TASK INPUT |

begin

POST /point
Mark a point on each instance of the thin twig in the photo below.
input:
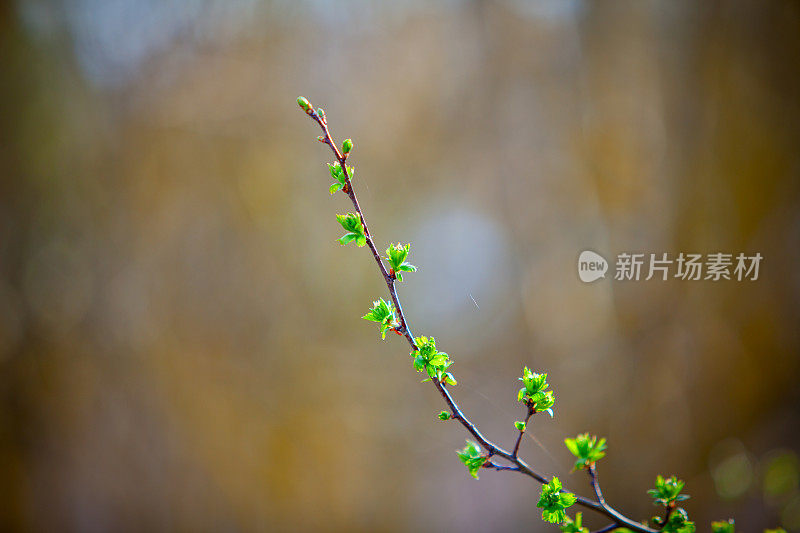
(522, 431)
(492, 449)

end
begin

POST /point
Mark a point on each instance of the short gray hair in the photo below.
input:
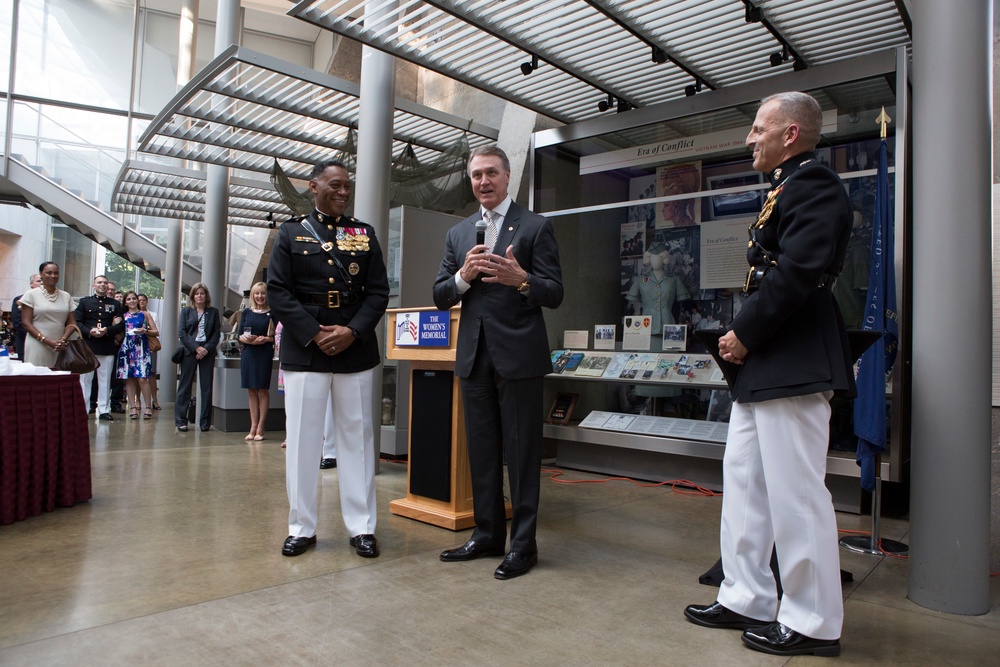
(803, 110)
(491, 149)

end
begin

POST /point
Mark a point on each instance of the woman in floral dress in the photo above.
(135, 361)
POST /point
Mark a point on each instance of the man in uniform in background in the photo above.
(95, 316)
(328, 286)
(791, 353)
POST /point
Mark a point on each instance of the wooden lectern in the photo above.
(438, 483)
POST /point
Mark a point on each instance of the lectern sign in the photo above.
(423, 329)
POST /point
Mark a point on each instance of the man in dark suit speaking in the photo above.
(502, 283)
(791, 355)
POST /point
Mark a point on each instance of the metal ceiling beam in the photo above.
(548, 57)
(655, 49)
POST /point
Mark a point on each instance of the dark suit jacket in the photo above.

end

CHALLENGE |
Gather every line from the records above that contains the word "photo" and copy each one out.

FINAL RESULT |
Mark a point on each instance of the thin twig in the photo below.
Mark a point on each instance of the short gray hair in the photo below.
Mark a point on each instance of the woman in floral dress in the photo above.
Mark a point on each instance of the man in uniform in background in the photo above.
Mark a point on each instance of the wooden lectern in the photo above.
Mark a point on each instance of the lectern sign in the photo above.
Mark a point on each instance of the man in dark suit speaking in the photo above.
Mark a point on each instance of the metal ceiling beam in the photo above.
Mark a point on each instance of the dark suit jacket in the photo above.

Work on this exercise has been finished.